▶ [To do]: Please return every line from the entries that has the string "tent" in it.

▶ [Given records]:
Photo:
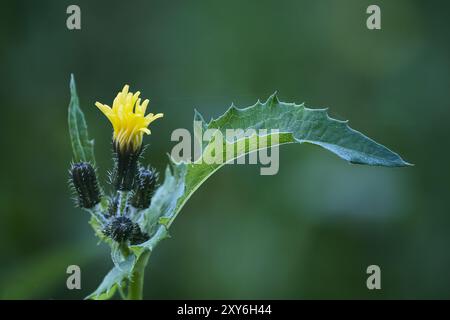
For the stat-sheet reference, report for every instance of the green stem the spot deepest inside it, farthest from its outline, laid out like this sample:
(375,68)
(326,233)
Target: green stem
(136,285)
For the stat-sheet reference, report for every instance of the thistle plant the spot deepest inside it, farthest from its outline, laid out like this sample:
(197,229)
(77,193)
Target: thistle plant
(137,214)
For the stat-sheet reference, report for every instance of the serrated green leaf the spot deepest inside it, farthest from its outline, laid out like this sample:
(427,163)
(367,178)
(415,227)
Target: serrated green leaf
(296,124)
(114,279)
(82,146)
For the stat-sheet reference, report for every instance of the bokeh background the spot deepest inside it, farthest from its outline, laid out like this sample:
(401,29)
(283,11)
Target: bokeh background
(308,232)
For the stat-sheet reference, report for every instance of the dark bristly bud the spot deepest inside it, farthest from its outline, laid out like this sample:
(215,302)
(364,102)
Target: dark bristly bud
(145,187)
(84,181)
(113,205)
(122,229)
(126,164)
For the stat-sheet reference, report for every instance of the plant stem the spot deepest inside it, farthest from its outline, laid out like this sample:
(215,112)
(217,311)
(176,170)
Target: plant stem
(136,285)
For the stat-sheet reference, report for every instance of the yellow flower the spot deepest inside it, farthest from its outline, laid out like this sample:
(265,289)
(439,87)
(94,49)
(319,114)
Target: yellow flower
(128,119)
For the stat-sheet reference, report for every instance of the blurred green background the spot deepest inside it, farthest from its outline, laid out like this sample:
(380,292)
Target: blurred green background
(308,232)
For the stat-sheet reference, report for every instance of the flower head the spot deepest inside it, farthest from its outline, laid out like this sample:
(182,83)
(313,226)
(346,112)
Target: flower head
(128,119)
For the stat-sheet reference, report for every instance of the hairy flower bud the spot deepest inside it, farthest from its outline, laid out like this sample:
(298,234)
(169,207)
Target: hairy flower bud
(125,167)
(145,187)
(84,181)
(122,229)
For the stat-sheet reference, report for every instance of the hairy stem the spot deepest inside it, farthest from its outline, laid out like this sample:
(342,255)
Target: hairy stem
(136,285)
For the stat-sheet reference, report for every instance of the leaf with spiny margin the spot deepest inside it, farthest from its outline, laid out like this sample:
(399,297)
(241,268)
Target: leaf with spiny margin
(82,146)
(296,124)
(114,279)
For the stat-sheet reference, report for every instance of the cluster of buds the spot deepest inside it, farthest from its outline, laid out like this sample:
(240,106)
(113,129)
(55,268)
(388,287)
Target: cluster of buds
(133,185)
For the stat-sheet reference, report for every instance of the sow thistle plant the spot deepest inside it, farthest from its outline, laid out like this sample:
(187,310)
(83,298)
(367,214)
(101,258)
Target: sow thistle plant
(138,213)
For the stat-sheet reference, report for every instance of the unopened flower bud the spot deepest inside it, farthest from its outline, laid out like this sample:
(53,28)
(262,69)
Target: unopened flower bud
(84,181)
(145,187)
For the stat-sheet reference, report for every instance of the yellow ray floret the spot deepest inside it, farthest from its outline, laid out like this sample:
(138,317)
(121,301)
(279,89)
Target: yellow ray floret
(128,118)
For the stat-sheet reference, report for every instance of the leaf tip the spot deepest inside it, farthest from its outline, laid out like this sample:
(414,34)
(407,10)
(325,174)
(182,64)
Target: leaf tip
(273,99)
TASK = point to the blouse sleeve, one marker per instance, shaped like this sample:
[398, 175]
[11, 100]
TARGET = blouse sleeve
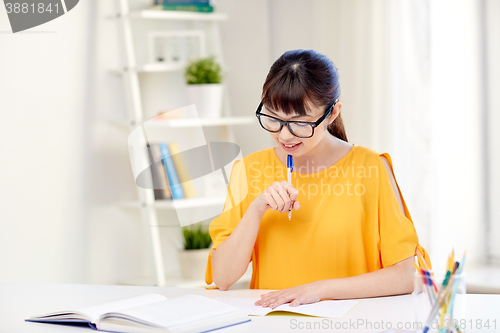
[234, 208]
[398, 237]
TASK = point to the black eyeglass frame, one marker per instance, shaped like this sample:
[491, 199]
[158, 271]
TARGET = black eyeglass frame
[283, 122]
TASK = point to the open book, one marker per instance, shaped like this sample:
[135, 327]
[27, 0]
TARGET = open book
[151, 313]
[327, 308]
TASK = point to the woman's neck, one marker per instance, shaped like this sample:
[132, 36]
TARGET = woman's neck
[325, 154]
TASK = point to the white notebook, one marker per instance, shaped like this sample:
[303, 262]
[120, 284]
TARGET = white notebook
[327, 309]
[151, 313]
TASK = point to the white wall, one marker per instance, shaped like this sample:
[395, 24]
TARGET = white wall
[64, 166]
[43, 109]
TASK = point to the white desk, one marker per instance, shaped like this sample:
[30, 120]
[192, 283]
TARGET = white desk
[20, 301]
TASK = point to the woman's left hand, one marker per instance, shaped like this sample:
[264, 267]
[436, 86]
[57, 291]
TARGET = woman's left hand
[303, 294]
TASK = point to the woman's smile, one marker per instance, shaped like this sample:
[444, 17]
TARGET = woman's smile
[290, 146]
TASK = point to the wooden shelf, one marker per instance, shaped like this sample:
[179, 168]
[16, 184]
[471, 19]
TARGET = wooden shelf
[179, 203]
[177, 15]
[181, 123]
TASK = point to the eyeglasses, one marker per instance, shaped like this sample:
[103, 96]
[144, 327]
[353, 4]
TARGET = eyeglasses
[301, 129]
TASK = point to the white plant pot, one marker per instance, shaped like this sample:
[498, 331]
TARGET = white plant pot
[207, 98]
[194, 263]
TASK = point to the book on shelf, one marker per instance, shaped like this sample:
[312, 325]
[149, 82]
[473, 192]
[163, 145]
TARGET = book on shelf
[160, 180]
[182, 171]
[151, 313]
[173, 177]
[201, 8]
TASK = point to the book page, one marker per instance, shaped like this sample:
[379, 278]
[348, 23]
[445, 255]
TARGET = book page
[327, 309]
[176, 311]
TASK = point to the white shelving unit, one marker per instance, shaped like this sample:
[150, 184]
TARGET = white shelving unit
[130, 71]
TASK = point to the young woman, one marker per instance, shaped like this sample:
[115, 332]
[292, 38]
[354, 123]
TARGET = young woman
[350, 234]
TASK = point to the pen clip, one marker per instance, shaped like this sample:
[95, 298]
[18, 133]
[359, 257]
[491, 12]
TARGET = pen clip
[289, 162]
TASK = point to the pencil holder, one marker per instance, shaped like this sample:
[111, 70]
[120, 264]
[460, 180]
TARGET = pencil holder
[439, 302]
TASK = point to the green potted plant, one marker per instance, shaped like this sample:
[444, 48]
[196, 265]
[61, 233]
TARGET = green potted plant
[193, 258]
[204, 86]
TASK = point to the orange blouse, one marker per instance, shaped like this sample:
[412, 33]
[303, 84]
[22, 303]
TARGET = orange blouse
[350, 221]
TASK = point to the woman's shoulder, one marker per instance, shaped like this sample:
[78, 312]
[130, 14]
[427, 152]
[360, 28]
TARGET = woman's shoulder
[260, 155]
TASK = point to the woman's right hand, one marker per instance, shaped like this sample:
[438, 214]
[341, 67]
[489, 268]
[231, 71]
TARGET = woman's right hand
[280, 196]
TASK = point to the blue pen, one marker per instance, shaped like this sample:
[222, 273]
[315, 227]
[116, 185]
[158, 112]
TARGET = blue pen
[289, 167]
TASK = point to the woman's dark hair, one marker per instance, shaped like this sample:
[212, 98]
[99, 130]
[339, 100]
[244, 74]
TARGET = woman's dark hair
[301, 76]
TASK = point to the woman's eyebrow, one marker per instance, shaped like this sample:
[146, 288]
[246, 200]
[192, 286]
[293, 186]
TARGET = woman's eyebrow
[306, 115]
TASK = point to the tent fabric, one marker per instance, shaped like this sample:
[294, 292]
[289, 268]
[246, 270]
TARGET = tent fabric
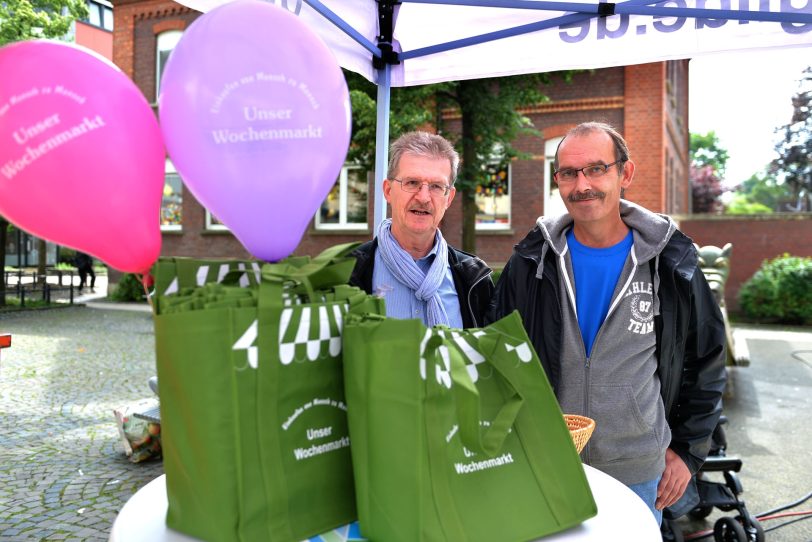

▶ [Output for this task]:
TASK = point to the tent fabric, one marker per instance, shaped like this sample:
TARGET = tent fabric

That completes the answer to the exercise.